PROBLEM ▸ Give the listing below again in full, exactly as written.

RECORD EXCERPTS ▸
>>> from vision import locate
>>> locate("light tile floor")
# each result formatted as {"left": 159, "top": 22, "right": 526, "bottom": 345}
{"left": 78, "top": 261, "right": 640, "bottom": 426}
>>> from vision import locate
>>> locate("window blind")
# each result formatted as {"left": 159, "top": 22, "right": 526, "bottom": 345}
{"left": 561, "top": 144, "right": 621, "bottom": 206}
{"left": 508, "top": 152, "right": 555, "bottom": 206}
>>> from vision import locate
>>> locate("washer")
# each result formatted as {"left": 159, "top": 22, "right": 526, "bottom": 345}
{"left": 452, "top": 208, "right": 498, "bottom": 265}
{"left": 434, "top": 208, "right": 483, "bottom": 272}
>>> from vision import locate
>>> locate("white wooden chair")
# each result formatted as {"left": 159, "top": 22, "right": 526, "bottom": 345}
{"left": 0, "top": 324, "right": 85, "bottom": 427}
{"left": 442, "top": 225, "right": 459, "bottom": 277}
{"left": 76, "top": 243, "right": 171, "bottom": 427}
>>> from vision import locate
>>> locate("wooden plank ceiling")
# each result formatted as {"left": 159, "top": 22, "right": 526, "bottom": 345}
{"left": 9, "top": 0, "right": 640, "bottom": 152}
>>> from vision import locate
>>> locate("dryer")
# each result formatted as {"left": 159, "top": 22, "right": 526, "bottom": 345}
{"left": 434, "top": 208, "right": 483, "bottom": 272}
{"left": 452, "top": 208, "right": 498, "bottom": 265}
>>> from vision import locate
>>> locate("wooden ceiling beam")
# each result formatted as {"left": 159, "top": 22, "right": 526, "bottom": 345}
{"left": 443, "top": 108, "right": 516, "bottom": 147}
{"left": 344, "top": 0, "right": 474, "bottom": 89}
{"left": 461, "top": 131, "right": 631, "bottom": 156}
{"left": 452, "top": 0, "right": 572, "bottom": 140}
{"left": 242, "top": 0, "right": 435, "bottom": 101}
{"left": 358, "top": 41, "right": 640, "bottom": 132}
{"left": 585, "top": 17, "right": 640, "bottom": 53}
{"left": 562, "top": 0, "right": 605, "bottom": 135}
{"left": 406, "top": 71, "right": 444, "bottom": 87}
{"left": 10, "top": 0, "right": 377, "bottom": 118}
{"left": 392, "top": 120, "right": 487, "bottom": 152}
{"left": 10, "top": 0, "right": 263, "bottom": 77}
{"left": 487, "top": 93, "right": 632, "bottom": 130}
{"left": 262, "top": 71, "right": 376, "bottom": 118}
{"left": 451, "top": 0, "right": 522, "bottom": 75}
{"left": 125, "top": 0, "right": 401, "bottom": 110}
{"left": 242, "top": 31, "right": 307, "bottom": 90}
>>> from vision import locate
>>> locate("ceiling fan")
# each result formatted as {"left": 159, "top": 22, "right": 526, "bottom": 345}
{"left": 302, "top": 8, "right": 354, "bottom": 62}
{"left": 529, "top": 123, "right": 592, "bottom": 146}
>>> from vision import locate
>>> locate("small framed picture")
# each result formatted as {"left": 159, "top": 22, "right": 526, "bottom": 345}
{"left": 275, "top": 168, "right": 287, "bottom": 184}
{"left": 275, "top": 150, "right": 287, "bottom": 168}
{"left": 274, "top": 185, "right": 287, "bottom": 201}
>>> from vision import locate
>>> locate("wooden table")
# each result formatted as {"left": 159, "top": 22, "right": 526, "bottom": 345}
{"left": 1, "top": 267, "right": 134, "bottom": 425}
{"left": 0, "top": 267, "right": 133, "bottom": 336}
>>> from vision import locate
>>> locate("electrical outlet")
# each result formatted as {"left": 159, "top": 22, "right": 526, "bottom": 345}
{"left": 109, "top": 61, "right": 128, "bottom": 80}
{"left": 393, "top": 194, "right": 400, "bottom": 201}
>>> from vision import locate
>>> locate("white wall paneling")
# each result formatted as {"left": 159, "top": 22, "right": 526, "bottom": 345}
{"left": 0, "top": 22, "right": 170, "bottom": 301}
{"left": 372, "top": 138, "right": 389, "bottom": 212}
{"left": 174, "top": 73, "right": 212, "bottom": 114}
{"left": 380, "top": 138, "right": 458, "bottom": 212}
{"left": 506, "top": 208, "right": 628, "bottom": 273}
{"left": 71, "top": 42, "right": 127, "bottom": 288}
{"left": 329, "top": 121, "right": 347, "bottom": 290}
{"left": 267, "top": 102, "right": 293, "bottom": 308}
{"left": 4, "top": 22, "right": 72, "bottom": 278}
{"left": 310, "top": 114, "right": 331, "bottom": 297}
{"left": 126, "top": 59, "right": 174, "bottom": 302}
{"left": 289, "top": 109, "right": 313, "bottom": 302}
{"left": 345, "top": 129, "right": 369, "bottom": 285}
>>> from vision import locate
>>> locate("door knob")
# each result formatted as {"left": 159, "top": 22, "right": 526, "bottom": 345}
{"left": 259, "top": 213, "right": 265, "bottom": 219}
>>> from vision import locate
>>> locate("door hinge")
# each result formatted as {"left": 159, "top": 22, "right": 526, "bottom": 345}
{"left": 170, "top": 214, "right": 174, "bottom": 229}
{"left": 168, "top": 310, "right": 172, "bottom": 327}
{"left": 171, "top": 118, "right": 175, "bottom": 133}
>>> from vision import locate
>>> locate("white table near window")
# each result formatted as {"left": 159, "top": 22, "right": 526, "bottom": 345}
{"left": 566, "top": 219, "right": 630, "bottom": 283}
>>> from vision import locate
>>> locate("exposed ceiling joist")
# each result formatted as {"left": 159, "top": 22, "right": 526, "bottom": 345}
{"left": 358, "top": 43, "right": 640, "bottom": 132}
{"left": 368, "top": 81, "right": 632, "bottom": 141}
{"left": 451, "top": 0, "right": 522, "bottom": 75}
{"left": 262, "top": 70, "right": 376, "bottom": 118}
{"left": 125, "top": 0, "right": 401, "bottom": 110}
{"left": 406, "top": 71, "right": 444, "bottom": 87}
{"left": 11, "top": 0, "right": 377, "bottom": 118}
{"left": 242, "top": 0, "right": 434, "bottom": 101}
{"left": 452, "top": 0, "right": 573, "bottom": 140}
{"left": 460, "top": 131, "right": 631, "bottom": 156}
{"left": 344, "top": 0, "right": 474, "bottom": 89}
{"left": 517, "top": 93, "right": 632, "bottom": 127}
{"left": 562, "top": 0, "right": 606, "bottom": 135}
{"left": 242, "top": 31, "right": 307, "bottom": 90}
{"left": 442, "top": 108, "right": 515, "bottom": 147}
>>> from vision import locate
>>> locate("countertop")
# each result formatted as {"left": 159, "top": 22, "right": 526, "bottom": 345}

TASK ANSWER ▸
>>> from vision import locate
>>> locate("light tile floor")
# each result formatted as {"left": 159, "top": 22, "right": 526, "bottom": 345}
{"left": 78, "top": 261, "right": 640, "bottom": 426}
>>> from vision import locate
>>> locate("window blind")
# each result formatted as {"left": 159, "top": 22, "right": 526, "bottom": 345}
{"left": 561, "top": 144, "right": 621, "bottom": 206}
{"left": 508, "top": 152, "right": 555, "bottom": 206}
>>> from vision import locate
>>> locate("washer")
# each result formatted as {"left": 159, "top": 22, "right": 526, "bottom": 345}
{"left": 452, "top": 208, "right": 498, "bottom": 265}
{"left": 434, "top": 208, "right": 483, "bottom": 272}
>>> from vision import locate
>>> locate("white wooden chair")
# each result formatted as {"left": 159, "top": 22, "right": 526, "bottom": 345}
{"left": 0, "top": 324, "right": 85, "bottom": 427}
{"left": 442, "top": 225, "right": 459, "bottom": 277}
{"left": 76, "top": 243, "right": 171, "bottom": 427}
>>> from vision import locate
>>> locate("wooden plank ceiling")
# each result formatted as {"left": 159, "top": 22, "right": 526, "bottom": 345}
{"left": 9, "top": 0, "right": 640, "bottom": 152}
>>> from vision import locate
>>> locate("dryer")
# each result formatted as {"left": 159, "top": 22, "right": 526, "bottom": 345}
{"left": 434, "top": 208, "right": 483, "bottom": 272}
{"left": 452, "top": 208, "right": 498, "bottom": 265}
>>> from vision import locate
>>> locate("wooden ceiling beam")
# each result formatted as {"left": 159, "top": 22, "right": 526, "bottom": 345}
{"left": 443, "top": 108, "right": 516, "bottom": 147}
{"left": 344, "top": 0, "right": 474, "bottom": 89}
{"left": 461, "top": 131, "right": 631, "bottom": 156}
{"left": 452, "top": 0, "right": 572, "bottom": 140}
{"left": 242, "top": 0, "right": 435, "bottom": 101}
{"left": 358, "top": 41, "right": 640, "bottom": 132}
{"left": 585, "top": 17, "right": 640, "bottom": 53}
{"left": 562, "top": 0, "right": 605, "bottom": 135}
{"left": 406, "top": 71, "right": 444, "bottom": 87}
{"left": 10, "top": 0, "right": 377, "bottom": 118}
{"left": 392, "top": 120, "right": 487, "bottom": 152}
{"left": 10, "top": 0, "right": 263, "bottom": 77}
{"left": 487, "top": 93, "right": 632, "bottom": 130}
{"left": 262, "top": 71, "right": 376, "bottom": 118}
{"left": 451, "top": 0, "right": 522, "bottom": 75}
{"left": 125, "top": 0, "right": 401, "bottom": 110}
{"left": 242, "top": 31, "right": 307, "bottom": 90}
>>> from vision import locate
>>> locate("ceiling fan")
# each result formatted as {"left": 159, "top": 22, "right": 526, "bottom": 345}
{"left": 302, "top": 8, "right": 354, "bottom": 62}
{"left": 529, "top": 123, "right": 592, "bottom": 146}
>>> from vision import locate
>>> locate("small framed picture")
# each result formatted as {"left": 159, "top": 22, "right": 526, "bottom": 345}
{"left": 275, "top": 168, "right": 287, "bottom": 184}
{"left": 275, "top": 150, "right": 287, "bottom": 168}
{"left": 274, "top": 185, "right": 287, "bottom": 201}
>>> from vision import locate
>>> locate("wooden table")
# each result formatted as {"left": 159, "top": 22, "right": 526, "bottom": 345}
{"left": 1, "top": 267, "right": 134, "bottom": 425}
{"left": 0, "top": 267, "right": 133, "bottom": 336}
>>> from vision import locate
>>> locate("electrical outlet")
# each result formatted as {"left": 159, "top": 22, "right": 526, "bottom": 345}
{"left": 109, "top": 61, "right": 128, "bottom": 80}
{"left": 393, "top": 194, "right": 400, "bottom": 201}
>>> from vision import locate
>>> locate("white wall paneling")
# each result formatted as {"left": 159, "top": 22, "right": 526, "bottom": 345}
{"left": 0, "top": 22, "right": 170, "bottom": 301}
{"left": 372, "top": 138, "right": 389, "bottom": 212}
{"left": 174, "top": 73, "right": 212, "bottom": 114}
{"left": 380, "top": 138, "right": 458, "bottom": 212}
{"left": 506, "top": 208, "right": 628, "bottom": 273}
{"left": 71, "top": 42, "right": 127, "bottom": 288}
{"left": 329, "top": 121, "right": 347, "bottom": 290}
{"left": 267, "top": 102, "right": 293, "bottom": 308}
{"left": 4, "top": 22, "right": 72, "bottom": 278}
{"left": 310, "top": 114, "right": 331, "bottom": 297}
{"left": 126, "top": 59, "right": 174, "bottom": 302}
{"left": 289, "top": 109, "right": 313, "bottom": 302}
{"left": 345, "top": 129, "right": 369, "bottom": 285}
>>> from vision import locate
>>> locate("door knob")
# each result formatted as {"left": 159, "top": 22, "right": 526, "bottom": 345}
{"left": 259, "top": 213, "right": 265, "bottom": 219}
>>> from vision import locate
>>> locate("door hinge")
# each result formatted as {"left": 159, "top": 22, "right": 526, "bottom": 345}
{"left": 170, "top": 214, "right": 174, "bottom": 229}
{"left": 168, "top": 310, "right": 172, "bottom": 327}
{"left": 171, "top": 118, "right": 175, "bottom": 133}
>>> from vision import locate
>>> locate("white table near window")
# each result formatted as {"left": 159, "top": 22, "right": 526, "bottom": 345}
{"left": 566, "top": 219, "right": 630, "bottom": 283}
>>> from vision import locate
>>> locate("exposed ceiling joist")
# each result formatted as {"left": 159, "top": 22, "right": 526, "bottom": 345}
{"left": 358, "top": 43, "right": 640, "bottom": 132}
{"left": 368, "top": 81, "right": 632, "bottom": 141}
{"left": 451, "top": 0, "right": 522, "bottom": 75}
{"left": 262, "top": 70, "right": 376, "bottom": 118}
{"left": 125, "top": 0, "right": 401, "bottom": 110}
{"left": 406, "top": 71, "right": 444, "bottom": 87}
{"left": 11, "top": 0, "right": 377, "bottom": 118}
{"left": 242, "top": 0, "right": 434, "bottom": 101}
{"left": 452, "top": 0, "right": 573, "bottom": 140}
{"left": 460, "top": 131, "right": 631, "bottom": 156}
{"left": 344, "top": 0, "right": 474, "bottom": 89}
{"left": 517, "top": 93, "right": 632, "bottom": 127}
{"left": 562, "top": 0, "right": 606, "bottom": 135}
{"left": 242, "top": 31, "right": 307, "bottom": 90}
{"left": 442, "top": 108, "right": 515, "bottom": 147}
>>> from vision import locate
>>> locate("countertop")
# each result formatted as {"left": 159, "top": 22, "right": 526, "bottom": 345}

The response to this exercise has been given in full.